Pick up the memorandum on Climate Change Agreements right after its last line and keep writing it.

* **READING TEXT**
· · · · ·
Select Committee on Environmental Audit Minutes of Evidence


Memorandum submitted by John Huddleston and Robert Bell, AEA Energy & Environment

BACKGROUND

  AEA is a leading international energy and environmental consultancy (750 people) specialising in policy support and programme management for policy implementation.

  AEA have been involved in all aspects of UK sustainable energy policy since the 1970s. In the 1980s and 1990s, we ran the Government's industrial energy efficiency programmes and have supported the Carbon Trust since its formation in 2000. We are also a major consultant to the European Commission and other international agencies.

Information provided by AEA was used by Lord Marshall to form his recommendations in the report into "Economic Instruments and the Business Use of Energy" in 1998, which in part led to the Climate Change Levy and Agreement.

  We have been in contract with Defra since 1999 to provide technical support and auditing services for Climate Change Agreements (CCAs). AEA has provided extensive support to formulate both the structure and continuing operation of the agreements, including:

    —  development of the details of the agreement framework;

    —  negotiation of both individual organisation and sector targets;

    —  target period assessments and analysis; and

    —  auditing of sector associations and individual facilities to ensure accurate reporting.

  We offer the following observations on the agreements.
· · · · ·
* **SUPPLIED MATERIAL**
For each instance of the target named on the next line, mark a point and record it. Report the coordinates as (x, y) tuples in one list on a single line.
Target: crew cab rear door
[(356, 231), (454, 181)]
· · · · ·
* **RIGHT ANSWER**
SUMMARY

  These were groundbreaking agreements. We believe they have achieved major savings of carbon dioxide emissions but, very importantly, they have improved industry's knowledge of, and attitude to, the energy implications of its processes and its potential to save emissions. CCAs are reaching the end of their period of operation; a follow-on instrument can be designed to build on the strengths of the current agreements to continue the savings through the next decade.

OBSERVATIONS ON CCA DESIGN AND TARGETS

  The following points affected the design of the Agreements in 2000. These are given only to describe the context at the time. Agreements designed now would be different to meet the current context, partly because of the experience gained and partly because of changed circumstances. We comment on this later in the submission. The current agreements have a ten year span and can be changed only by negotiation.

    1.  In 1999, the political and environmental climate was considerably different. There was a driver for energy efficiency, but not for absolute carbon savings. The world has changed.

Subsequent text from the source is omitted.